== Given instruction ==
Transcribe the records below exactly as they appear.

Excerpts from segmentation records
[BEGIN]

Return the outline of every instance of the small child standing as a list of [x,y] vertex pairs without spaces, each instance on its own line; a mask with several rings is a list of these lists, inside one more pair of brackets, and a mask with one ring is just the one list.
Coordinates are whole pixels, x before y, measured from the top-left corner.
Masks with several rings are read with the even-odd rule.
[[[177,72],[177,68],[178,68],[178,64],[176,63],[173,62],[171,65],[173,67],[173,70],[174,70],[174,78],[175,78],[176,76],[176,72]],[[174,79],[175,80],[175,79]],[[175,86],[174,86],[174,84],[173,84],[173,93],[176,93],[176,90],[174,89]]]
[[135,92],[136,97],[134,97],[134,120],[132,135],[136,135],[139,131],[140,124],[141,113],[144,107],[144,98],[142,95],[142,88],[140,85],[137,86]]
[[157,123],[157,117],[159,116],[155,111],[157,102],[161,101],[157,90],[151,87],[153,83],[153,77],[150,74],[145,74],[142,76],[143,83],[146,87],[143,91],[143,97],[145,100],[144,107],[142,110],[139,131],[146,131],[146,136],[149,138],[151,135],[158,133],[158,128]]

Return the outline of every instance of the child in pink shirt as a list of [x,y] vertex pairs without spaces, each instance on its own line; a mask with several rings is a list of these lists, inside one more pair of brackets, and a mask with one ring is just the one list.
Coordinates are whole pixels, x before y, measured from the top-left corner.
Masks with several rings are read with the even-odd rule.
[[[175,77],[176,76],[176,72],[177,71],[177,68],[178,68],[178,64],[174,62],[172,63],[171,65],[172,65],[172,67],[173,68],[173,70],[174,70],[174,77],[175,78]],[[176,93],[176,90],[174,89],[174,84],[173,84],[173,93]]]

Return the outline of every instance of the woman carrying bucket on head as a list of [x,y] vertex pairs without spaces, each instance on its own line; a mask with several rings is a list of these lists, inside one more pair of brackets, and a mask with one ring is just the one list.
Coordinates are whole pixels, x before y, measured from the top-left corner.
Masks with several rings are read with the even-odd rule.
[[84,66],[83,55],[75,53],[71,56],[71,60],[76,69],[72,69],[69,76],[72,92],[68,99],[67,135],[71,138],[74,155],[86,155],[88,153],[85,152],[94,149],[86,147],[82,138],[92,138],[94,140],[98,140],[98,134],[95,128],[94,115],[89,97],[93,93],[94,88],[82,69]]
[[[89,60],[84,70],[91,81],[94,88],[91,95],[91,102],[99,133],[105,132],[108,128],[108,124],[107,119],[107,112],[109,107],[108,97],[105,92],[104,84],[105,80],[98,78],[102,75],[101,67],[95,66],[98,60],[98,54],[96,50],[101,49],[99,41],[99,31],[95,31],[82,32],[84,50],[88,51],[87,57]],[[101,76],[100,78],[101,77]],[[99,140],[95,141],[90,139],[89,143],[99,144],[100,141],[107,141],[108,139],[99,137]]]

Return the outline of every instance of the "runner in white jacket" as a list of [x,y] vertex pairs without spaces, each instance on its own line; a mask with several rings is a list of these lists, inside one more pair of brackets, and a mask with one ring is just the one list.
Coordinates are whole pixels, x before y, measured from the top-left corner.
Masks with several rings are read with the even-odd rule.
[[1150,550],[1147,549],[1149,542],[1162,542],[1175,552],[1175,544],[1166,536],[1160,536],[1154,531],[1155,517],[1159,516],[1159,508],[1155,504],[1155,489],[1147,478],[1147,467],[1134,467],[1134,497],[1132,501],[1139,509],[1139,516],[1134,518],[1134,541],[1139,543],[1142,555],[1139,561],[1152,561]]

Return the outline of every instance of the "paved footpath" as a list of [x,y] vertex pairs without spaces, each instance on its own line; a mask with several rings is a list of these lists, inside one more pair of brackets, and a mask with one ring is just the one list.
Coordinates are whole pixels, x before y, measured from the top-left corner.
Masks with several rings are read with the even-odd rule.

[END]

== Worked solution ==
Return the outline of every instance of the small child standing as a list of [x,y] vertex pairs without spaces, each instance on its own line; a mask with several rings is a list of these lists, inside one more pair of brackets, and a mask with one ring is just the one list.
Coordinates are whole pixels, x before y, measured from the top-left corner.
Masks with several rings are read with the even-odd rule.
[[[177,72],[177,68],[178,68],[178,64],[176,63],[173,62],[171,65],[173,67],[173,70],[174,70],[174,78],[175,78],[176,76],[176,72]],[[174,79],[175,80],[175,79]],[[175,86],[174,86],[174,84],[173,84],[173,93],[176,93],[176,90],[174,89]]]
[[135,92],[136,97],[134,97],[134,120],[132,135],[136,135],[139,131],[140,124],[141,113],[144,107],[144,98],[142,95],[142,88],[140,85],[137,86]]
[[157,123],[157,117],[159,116],[155,111],[157,102],[161,101],[157,90],[151,87],[153,83],[153,77],[150,74],[145,74],[142,76],[143,83],[146,87],[143,91],[143,97],[145,100],[144,107],[142,110],[139,131],[146,131],[146,136],[149,138],[151,135],[158,133],[158,128]]

Return the outline of every instance of the child in pink shirt as a list of [x,y] vertex pairs without spaces, each instance on its own line; a mask with several rings is a list of these lists, inside one more pair of brackets, and a mask with one ring is just the one list.
Coordinates are whole pixels, x before y, measured from the top-left corner.
Masks with several rings are read with the even-odd rule.
[[[175,77],[176,76],[176,72],[177,71],[177,68],[178,68],[178,64],[174,62],[172,63],[171,65],[172,65],[172,67],[173,68],[173,70],[174,70],[174,77],[175,78]],[[176,93],[176,90],[174,89],[174,84],[173,84],[173,93]]]

Return the outline of every instance of the woman carrying bucket on head as a list of [x,y] vertex pairs without spaces, each instance on its own line; a mask with several rings is a list of these lists, inside one more pair of brackets, and a mask with one ring is just the one list.
Coordinates are whole pixels, x before y, measured from the top-left corner.
Masks with several rings are read with the even-odd rule.
[[84,66],[83,55],[75,53],[71,56],[71,60],[76,69],[72,69],[69,76],[72,92],[68,99],[67,135],[71,138],[74,155],[86,155],[88,153],[85,152],[94,149],[86,147],[82,138],[92,138],[94,140],[98,140],[98,134],[95,128],[94,115],[89,97],[93,93],[94,88],[82,69]]
[[[89,60],[84,70],[91,81],[94,88],[91,95],[91,102],[99,133],[105,132],[108,128],[108,124],[107,119],[107,112],[109,107],[108,97],[105,92],[104,84],[105,80],[98,78],[102,75],[101,67],[95,66],[98,60],[98,54],[96,50],[101,49],[99,41],[99,31],[95,31],[82,32],[84,50],[88,51],[87,57]],[[101,76],[100,78],[101,77]],[[99,140],[95,141],[90,139],[89,143],[99,144],[100,141],[107,141],[108,139],[99,137]]]

Return the outline of every instance of the "runner in white jacket" as a list of [x,y] vertex pairs without spaces, each instance on its own line; a mask with several rings is a list of these lists, inside one more pair of brackets, and a mask with one ring is just the one list.
Coordinates are whole pixels, x before y, measured from the top-left corner.
Masks with several rings are read with the even-odd rule.
[[1150,550],[1147,549],[1149,542],[1162,542],[1175,552],[1175,544],[1166,536],[1160,536],[1154,531],[1155,517],[1159,516],[1159,508],[1155,504],[1155,489],[1147,478],[1147,467],[1134,467],[1134,497],[1132,501],[1139,509],[1139,516],[1134,518],[1134,541],[1139,543],[1142,555],[1139,561],[1152,561]]

Return the outline of every instance of the "paved footpath" as a list of [x,y] vertex pairs without spaces, each instance on its own line; a mask with several rings is a list of these lists, inside one more pair of brackets, and a mask with one ring is just the one list.
Coordinates are whole pixels, x before y, measured from the top-left corner.
Masks with several rings are read with the even-odd rule.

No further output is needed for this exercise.